§ **Request**:
Reproduce verbatim the records starting at the line that contains "Guideline — for every instance of the tree" and ending at the last line of the records, both included.

§ **Extracted information**:
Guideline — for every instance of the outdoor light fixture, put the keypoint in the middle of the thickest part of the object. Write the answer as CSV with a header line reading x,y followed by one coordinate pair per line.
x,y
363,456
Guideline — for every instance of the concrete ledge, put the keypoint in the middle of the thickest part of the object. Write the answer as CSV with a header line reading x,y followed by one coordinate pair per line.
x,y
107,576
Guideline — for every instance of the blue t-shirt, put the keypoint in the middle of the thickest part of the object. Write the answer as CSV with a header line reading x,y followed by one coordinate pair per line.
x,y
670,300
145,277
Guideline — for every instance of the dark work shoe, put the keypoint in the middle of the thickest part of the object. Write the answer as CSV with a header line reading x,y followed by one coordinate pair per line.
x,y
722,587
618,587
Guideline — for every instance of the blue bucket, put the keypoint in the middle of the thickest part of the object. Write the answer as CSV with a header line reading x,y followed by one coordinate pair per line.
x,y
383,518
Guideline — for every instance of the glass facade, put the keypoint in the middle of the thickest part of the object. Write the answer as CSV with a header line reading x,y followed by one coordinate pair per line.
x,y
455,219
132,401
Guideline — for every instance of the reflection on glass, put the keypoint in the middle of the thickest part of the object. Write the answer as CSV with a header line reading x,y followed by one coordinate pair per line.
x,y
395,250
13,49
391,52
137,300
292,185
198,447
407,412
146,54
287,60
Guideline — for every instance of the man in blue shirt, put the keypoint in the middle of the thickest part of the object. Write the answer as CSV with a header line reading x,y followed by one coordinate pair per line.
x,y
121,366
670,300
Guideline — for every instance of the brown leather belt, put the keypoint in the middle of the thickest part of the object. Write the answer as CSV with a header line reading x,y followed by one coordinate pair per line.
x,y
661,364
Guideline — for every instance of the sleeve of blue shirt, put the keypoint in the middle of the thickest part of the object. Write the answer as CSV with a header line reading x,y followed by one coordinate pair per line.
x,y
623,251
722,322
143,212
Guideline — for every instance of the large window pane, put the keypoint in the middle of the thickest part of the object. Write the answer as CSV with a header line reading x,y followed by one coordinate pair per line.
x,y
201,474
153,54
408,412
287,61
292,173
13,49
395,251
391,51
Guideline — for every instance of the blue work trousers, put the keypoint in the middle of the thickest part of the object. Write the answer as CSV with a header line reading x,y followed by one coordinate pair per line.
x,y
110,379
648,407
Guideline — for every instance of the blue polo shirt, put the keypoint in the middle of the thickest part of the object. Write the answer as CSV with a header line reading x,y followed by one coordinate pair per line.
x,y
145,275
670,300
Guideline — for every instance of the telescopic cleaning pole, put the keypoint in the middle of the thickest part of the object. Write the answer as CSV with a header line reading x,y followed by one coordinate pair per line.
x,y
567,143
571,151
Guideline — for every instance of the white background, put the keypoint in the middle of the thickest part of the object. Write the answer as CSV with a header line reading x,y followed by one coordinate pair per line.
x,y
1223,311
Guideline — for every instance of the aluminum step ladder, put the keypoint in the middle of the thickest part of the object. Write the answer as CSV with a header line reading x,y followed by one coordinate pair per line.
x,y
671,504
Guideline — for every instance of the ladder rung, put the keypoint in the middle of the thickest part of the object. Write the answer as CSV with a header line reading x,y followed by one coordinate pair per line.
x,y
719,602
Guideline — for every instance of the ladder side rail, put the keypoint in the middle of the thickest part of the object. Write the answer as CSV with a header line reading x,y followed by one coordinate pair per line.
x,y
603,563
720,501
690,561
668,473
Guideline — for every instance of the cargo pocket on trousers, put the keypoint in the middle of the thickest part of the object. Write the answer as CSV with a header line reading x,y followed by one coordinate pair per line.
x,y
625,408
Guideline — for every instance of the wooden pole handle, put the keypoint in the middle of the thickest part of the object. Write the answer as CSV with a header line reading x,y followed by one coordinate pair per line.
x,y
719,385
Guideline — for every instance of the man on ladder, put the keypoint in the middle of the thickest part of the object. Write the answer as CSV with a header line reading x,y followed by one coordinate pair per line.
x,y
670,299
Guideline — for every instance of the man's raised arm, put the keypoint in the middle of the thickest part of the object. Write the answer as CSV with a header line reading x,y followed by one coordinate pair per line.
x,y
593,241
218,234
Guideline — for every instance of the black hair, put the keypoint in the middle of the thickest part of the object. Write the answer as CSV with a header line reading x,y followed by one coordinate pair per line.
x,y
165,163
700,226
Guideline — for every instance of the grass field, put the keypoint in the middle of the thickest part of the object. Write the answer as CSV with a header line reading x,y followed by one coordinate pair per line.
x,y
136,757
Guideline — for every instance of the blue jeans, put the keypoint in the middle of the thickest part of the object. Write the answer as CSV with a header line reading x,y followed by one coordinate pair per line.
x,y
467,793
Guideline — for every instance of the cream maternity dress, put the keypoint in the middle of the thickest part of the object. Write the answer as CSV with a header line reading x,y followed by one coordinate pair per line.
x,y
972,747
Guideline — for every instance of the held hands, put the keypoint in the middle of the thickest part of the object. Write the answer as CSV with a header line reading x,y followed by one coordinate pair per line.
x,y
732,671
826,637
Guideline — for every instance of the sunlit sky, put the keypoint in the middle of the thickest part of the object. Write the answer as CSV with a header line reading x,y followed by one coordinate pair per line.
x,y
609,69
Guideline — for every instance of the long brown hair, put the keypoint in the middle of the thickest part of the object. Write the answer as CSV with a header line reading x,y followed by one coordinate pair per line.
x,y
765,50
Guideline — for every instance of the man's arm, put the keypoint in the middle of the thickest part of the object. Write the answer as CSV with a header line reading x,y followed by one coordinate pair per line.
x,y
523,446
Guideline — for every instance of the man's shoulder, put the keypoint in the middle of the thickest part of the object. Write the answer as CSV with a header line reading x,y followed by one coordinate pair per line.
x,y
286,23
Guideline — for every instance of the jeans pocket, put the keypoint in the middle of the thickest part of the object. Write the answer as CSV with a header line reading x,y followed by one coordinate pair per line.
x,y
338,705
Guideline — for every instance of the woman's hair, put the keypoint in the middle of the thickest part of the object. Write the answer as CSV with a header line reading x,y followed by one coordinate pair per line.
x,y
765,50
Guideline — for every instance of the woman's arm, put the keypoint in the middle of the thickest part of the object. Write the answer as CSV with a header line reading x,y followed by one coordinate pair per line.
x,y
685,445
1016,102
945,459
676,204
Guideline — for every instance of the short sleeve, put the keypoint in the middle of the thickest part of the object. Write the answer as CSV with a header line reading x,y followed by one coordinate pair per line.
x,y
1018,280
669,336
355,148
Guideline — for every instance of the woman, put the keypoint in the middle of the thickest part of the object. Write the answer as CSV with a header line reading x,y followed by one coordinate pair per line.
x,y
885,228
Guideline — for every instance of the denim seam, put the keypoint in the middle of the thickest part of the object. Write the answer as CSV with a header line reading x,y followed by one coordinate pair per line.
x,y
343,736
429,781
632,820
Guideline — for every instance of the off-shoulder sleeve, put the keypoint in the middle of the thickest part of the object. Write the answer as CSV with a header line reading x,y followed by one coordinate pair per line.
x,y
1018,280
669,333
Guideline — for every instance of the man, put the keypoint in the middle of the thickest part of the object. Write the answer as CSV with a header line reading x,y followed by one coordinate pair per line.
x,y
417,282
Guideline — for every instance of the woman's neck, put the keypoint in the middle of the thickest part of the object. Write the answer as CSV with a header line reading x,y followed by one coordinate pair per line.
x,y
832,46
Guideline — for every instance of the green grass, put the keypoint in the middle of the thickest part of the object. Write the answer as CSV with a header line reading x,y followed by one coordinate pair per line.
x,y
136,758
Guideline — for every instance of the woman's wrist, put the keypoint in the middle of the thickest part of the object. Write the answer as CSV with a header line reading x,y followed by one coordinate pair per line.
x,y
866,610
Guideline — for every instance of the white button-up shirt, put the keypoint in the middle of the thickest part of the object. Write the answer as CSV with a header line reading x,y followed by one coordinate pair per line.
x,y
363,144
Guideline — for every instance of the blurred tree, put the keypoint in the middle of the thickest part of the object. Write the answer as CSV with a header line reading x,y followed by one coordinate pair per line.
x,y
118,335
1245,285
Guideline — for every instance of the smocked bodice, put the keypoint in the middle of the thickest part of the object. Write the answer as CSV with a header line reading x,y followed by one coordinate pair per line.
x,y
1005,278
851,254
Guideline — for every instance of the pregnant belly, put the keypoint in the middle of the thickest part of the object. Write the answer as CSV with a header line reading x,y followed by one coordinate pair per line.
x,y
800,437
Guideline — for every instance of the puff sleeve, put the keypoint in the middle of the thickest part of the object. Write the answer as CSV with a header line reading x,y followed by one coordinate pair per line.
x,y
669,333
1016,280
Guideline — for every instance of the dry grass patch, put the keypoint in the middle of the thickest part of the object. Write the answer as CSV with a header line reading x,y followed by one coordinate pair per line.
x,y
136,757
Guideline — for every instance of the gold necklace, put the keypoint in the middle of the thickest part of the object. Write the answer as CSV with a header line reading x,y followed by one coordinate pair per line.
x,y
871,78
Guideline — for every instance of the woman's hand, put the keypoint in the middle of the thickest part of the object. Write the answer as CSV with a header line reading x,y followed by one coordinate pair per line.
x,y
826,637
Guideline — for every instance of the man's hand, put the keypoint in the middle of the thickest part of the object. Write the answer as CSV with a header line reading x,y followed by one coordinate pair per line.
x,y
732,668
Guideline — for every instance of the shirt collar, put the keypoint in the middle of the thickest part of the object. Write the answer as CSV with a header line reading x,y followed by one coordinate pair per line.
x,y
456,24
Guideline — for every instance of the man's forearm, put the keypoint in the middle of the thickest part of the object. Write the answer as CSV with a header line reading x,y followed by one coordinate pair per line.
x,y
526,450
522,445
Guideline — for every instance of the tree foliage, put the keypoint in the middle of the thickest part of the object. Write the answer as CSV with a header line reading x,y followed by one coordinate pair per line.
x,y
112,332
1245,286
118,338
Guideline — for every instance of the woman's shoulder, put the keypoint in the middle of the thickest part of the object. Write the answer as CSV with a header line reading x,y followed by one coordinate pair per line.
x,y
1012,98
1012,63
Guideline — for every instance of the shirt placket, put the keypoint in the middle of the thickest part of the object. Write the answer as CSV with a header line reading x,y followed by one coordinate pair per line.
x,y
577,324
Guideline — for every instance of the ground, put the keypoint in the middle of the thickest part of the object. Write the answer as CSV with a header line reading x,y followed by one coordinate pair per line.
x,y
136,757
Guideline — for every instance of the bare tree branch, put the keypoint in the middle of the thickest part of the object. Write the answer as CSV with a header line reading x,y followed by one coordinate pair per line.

§ **Response**:
Guideline — for every instance of the tree foliage, put the keypoint in the middle of the thickest part of the object. Write the answer as CSV with a header line reading x,y followed by one coordinate pair per line.
x,y
112,332
1245,286
118,338
Guideline — for every instance of the woman's shoulder, put the keypoint in the middle of the thickest part of the object. Write the answer as CSV with a header line reading x,y followed by one coordinate pair per line.
x,y
1012,98
1012,63
Guideline — for every instance of the shirt placket, put the keypoint in the middle of the thickest part of the object. Write the answer as CSV with a header line reading x,y followed by one coordinate pair per line.
x,y
577,324
Guideline — for every instance of the ground, put the keypoint in the middle of the thickest part of the object. Write the answer as CSV with a header line reading x,y followed by one coordinate pair per line.
x,y
136,757
Guideline — for every instance of the bare tree branch, put the keypoint in the middle of the thickest part of the object. Write the answer as CSV with a header line reading x,y followed by one coordinate pair per line.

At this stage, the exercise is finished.